## Records to process:
<<<<

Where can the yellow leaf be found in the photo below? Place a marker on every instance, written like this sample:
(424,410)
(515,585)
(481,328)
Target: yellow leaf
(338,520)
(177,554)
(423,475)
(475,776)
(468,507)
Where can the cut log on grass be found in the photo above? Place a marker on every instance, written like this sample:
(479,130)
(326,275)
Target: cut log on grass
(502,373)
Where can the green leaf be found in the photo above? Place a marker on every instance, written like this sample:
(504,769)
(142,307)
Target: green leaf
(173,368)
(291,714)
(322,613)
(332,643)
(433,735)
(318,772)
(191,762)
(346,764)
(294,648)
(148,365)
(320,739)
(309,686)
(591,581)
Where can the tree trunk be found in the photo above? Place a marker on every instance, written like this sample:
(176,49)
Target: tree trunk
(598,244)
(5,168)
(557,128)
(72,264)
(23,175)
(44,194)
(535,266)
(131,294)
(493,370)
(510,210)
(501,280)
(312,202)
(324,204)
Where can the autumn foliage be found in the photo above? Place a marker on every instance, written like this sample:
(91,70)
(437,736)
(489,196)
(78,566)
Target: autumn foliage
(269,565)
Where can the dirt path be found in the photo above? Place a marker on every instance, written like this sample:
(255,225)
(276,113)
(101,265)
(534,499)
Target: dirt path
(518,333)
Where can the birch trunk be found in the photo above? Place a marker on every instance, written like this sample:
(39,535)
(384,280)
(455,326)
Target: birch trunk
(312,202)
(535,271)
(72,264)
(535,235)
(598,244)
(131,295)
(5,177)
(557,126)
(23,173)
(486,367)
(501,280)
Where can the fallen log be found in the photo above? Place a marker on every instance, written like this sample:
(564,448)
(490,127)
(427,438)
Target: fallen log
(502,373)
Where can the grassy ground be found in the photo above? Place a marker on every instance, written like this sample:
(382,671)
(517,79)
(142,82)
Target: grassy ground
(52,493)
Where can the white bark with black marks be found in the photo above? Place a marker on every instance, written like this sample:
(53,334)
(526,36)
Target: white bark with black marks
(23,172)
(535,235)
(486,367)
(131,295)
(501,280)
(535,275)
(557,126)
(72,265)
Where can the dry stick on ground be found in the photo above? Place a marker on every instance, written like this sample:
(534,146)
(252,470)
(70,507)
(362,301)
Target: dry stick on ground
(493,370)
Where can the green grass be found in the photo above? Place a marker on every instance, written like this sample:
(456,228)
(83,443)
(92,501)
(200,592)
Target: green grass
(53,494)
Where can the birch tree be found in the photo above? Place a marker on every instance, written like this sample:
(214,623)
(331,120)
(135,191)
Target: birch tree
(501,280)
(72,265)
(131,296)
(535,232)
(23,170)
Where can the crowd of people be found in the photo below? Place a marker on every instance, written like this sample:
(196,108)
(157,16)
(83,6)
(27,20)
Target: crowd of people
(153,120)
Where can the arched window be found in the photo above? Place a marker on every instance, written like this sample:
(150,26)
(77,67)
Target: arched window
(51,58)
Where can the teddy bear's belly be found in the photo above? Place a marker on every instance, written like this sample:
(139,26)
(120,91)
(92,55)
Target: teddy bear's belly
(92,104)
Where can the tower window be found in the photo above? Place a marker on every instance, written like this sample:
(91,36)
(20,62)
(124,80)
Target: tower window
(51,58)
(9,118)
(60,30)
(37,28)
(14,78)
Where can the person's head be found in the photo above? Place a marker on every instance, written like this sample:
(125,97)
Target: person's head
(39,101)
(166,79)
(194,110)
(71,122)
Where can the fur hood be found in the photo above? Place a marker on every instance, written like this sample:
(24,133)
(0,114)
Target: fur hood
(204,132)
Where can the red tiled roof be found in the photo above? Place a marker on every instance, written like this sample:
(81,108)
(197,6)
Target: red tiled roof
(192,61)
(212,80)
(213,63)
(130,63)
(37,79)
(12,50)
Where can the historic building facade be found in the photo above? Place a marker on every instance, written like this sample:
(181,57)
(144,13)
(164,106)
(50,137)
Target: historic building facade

>>>>

## Requirement:
Rewrite every line of the items above as one numbered list, skipping any blank lines.

## Expected output:
1. Where can the yellow leaf be found in the photo below? Place a marker on every instance, written like this sample:
2. (424,410)
3. (515,585)
4. (481,328)
5. Target: yellow leaf
6. (338,520)
7. (177,554)
8. (423,475)
9. (475,776)
10. (468,507)
11. Where can the cut log on grass be found in the photo above? Place a marker on every instance, written like this sample:
12. (479,130)
13. (326,275)
14. Target: cut log on grass
15. (502,373)
16. Where can the green leaf be found in the photo above? Place a marker on every instance, written like this sample:
17. (504,769)
18. (142,307)
19. Target: green leaf
20. (173,368)
21. (291,714)
22. (322,613)
23. (332,643)
24. (433,735)
25. (318,772)
26. (191,762)
27. (346,764)
28. (294,648)
29. (148,365)
30. (320,739)
31. (309,686)
32. (591,581)
33. Where can the tree trunk be found in the photo above? Place a marker on every instance, written like this sample:
34. (176,49)
35. Target: tree trunk
36. (598,244)
37. (5,168)
38. (557,128)
39. (72,264)
40. (23,175)
41. (44,194)
42. (535,266)
43. (131,294)
44. (493,370)
45. (510,210)
46. (501,280)
47. (312,202)
48. (324,204)
49. Where can the autumn foliage be found in the photo above? Place a marker on every instance, written like this sample:
50. (91,70)
51. (437,736)
52. (489,196)
53. (78,566)
54. Target: autumn foliage
55. (269,565)
56. Where can the dirt path be found in the photo above? Place a marker on every instance, written like this sample:
57. (255,225)
58. (276,113)
59. (101,265)
60. (534,499)
61. Target: dirt path
62. (518,333)
63. Where can the birch trunk be found in the photo above? Place a marker on every instance, written like this sample:
64. (39,535)
65. (384,280)
66. (455,326)
67. Target: birch trunk
68. (312,202)
69. (535,271)
70. (72,264)
71. (535,235)
72. (598,244)
73. (131,295)
74. (5,177)
75. (557,126)
76. (23,173)
77. (486,367)
78. (501,280)
79. Where can the fallen log be found in the photo above? Place a marker on every instance, written like this sample:
80. (564,448)
81. (490,127)
82. (427,438)
83. Target: fallen log
84. (502,373)
85. Where can the grassy ground be found in the photo above? Place a marker on every instance, written like this sample:
86. (382,671)
87. (517,79)
88. (142,82)
89. Target: grassy ground
90. (52,493)
91. Where can the white bark with black marks be found in the photo above? Place a marker on every instance, written like this sample:
92. (53,334)
93. (526,36)
94. Target: white bark with black marks
95. (23,172)
96. (535,235)
97. (486,367)
98. (131,295)
99. (501,280)
100. (535,275)
101. (557,126)
102. (72,265)
103. Where can the dry stick on ground be found in the photo above? Place a marker on every instance, written like this sample:
104. (534,146)
105. (252,470)
106. (70,507)
107. (362,301)
108. Target: dry stick on ground
109. (493,370)
110. Where can the green grass be found in the photo above? Place a marker on every instance, written like this sample:
111. (456,228)
112. (83,443)
113. (92,501)
114. (200,592)
115. Target: green grass
116. (53,494)
117. Where can the birch tree be found in the photo above? Place a marker on every instance, written like this sample:
118. (214,623)
119. (331,120)
120. (135,191)
121. Target: birch tree
122. (501,280)
123. (72,265)
124. (131,296)
125. (535,232)
126. (23,170)
127. Where can the crowd of people be found in the photo below? Place a marker on every instance, written like this sample:
128. (196,108)
129. (157,16)
130. (83,6)
131. (27,20)
132. Target: crowd of people
133. (153,120)
134. Where can the arched window be found in the photo above? Place a marker on every instance, written like this sample:
135. (150,26)
136. (77,67)
137. Target: arched window
138. (51,58)
139. Where can the teddy bear's belly be found in the photo above? Place a marker on every instance, written like this sample:
140. (139,26)
141. (120,91)
142. (92,55)
143. Target: teddy bear's belly
144. (92,104)
145. Where can the tower window be found in the photo above? Place a marker on every instance, written like this sample:
146. (91,36)
147. (20,62)
148. (124,80)
149. Target: tower window
150. (51,58)
151. (9,118)
152. (60,30)
153. (37,28)
154. (14,78)
155. Where can the person's head be found in the photo above? Place a marker on every instance, written like this sample:
156. (125,97)
157. Target: person's head
158. (39,101)
159. (166,79)
160. (194,110)
161. (71,122)
162. Where can the fur hood be found in the photo above? Place a marker on every instance, written like this sample:
163. (24,133)
164. (0,114)
165. Target: fur hood
166. (204,132)
167. Where can the red tiled roof be found in the photo above? Place a marker on every instance, written like this sample:
168. (81,108)
169. (197,6)
170. Target: red tiled roof
171. (192,61)
172. (212,80)
173. (213,63)
174. (130,63)
175. (37,79)
176. (12,50)
177. Where can the historic building facade be found in the photo above? Place a marker on every instance, written like this sample:
178. (181,57)
179. (144,13)
180. (164,106)
181. (50,137)
182. Target: historic building facade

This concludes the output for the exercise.